* Work request *
Count the lines in the entries that contain "capsule". Say the number and nothing more.

* Point localization data *
★ ★ ★ ★
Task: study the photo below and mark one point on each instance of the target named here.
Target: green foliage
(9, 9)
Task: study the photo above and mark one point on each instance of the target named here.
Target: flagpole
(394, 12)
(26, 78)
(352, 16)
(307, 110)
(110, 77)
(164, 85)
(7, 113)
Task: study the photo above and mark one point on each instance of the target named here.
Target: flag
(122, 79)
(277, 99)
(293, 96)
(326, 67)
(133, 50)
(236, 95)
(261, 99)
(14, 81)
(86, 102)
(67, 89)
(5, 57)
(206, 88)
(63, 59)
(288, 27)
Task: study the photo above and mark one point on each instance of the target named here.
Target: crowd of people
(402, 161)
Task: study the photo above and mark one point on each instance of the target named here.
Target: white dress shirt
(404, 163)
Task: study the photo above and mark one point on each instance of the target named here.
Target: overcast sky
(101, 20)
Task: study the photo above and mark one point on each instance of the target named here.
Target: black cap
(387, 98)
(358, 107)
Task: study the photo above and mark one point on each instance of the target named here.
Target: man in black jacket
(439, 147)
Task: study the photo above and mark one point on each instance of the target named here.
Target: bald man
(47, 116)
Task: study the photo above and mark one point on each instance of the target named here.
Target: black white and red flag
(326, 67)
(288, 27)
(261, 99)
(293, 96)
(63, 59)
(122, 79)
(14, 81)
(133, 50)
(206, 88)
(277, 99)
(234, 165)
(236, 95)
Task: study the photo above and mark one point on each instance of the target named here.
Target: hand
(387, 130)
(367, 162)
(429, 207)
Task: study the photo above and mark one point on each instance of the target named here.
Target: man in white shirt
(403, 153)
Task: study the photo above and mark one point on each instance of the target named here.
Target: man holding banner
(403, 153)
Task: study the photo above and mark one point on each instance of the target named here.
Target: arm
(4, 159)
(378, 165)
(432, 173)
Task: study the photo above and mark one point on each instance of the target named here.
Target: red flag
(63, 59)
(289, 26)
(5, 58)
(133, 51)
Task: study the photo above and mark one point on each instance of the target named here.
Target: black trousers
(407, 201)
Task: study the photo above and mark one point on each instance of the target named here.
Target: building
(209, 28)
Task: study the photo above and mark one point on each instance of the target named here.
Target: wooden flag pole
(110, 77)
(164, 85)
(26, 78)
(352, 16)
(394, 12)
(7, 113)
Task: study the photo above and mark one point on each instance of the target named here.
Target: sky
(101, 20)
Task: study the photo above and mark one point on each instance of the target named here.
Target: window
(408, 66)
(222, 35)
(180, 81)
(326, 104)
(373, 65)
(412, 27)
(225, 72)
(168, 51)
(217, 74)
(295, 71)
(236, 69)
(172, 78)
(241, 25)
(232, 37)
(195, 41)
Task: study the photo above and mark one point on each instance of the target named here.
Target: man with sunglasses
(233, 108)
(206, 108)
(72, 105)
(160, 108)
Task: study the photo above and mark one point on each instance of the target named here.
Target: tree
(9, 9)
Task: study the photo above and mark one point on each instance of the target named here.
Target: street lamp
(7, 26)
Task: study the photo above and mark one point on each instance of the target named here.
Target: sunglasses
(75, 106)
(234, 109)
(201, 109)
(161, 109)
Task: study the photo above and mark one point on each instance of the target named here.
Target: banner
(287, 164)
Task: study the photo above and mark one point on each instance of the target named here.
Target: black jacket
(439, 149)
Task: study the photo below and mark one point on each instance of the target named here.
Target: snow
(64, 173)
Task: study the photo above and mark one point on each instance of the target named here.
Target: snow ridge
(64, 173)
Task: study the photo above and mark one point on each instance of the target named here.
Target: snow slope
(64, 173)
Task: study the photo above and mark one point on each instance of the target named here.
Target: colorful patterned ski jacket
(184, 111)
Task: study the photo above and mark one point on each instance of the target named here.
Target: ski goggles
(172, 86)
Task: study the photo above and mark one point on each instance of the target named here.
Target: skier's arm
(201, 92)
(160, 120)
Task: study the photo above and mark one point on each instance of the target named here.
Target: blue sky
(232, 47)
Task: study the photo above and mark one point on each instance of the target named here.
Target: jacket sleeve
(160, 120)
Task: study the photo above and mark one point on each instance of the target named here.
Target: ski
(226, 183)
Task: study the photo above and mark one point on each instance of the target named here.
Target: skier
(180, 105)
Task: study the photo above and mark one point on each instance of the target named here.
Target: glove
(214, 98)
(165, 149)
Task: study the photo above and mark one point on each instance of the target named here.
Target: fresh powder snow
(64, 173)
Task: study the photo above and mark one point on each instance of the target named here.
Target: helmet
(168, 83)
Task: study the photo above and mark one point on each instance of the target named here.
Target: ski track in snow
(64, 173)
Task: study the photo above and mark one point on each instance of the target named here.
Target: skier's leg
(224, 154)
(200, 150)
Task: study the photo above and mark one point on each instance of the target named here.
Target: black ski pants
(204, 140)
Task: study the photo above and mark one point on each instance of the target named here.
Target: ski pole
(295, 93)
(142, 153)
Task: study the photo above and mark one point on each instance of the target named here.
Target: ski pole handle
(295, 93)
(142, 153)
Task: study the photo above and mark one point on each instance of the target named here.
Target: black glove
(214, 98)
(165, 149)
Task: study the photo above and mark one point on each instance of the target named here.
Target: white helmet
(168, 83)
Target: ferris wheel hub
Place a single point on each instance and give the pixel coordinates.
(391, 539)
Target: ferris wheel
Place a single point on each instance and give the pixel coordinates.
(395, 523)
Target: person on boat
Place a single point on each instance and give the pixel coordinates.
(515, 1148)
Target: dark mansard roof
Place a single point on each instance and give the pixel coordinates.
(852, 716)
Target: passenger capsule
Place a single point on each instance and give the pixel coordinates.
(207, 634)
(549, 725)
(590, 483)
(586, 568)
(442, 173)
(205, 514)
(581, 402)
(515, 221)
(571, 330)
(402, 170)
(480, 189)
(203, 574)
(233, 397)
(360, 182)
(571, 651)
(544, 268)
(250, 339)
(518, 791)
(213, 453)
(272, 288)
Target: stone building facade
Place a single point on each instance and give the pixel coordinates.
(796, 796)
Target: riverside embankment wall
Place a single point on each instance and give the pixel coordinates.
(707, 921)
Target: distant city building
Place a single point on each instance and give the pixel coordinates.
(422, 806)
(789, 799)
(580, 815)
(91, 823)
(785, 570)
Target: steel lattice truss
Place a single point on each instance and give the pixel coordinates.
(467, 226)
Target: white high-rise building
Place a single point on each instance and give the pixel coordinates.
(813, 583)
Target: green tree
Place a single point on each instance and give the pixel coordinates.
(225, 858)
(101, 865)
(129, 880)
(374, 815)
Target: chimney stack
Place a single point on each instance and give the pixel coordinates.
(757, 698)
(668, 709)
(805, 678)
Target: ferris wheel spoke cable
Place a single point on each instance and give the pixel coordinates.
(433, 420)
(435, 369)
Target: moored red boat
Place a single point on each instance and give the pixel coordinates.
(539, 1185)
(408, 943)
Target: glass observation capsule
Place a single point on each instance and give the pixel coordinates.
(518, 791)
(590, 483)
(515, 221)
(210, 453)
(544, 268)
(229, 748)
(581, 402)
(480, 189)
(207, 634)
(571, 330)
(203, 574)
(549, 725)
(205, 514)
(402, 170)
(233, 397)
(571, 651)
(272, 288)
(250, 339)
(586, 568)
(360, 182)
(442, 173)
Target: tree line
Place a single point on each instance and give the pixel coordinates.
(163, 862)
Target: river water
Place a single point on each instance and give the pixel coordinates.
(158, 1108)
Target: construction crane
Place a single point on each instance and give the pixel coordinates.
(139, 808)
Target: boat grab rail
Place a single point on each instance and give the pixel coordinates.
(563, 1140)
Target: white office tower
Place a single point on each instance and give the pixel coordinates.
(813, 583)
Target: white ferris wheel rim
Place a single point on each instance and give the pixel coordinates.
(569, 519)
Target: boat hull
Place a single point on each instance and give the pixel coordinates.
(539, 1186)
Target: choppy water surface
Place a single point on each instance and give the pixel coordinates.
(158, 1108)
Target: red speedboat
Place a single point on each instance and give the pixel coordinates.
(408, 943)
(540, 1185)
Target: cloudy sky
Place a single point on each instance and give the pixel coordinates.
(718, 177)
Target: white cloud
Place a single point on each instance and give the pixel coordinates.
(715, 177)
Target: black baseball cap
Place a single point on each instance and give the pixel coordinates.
★ ★ ★ ★
* Written reply *
2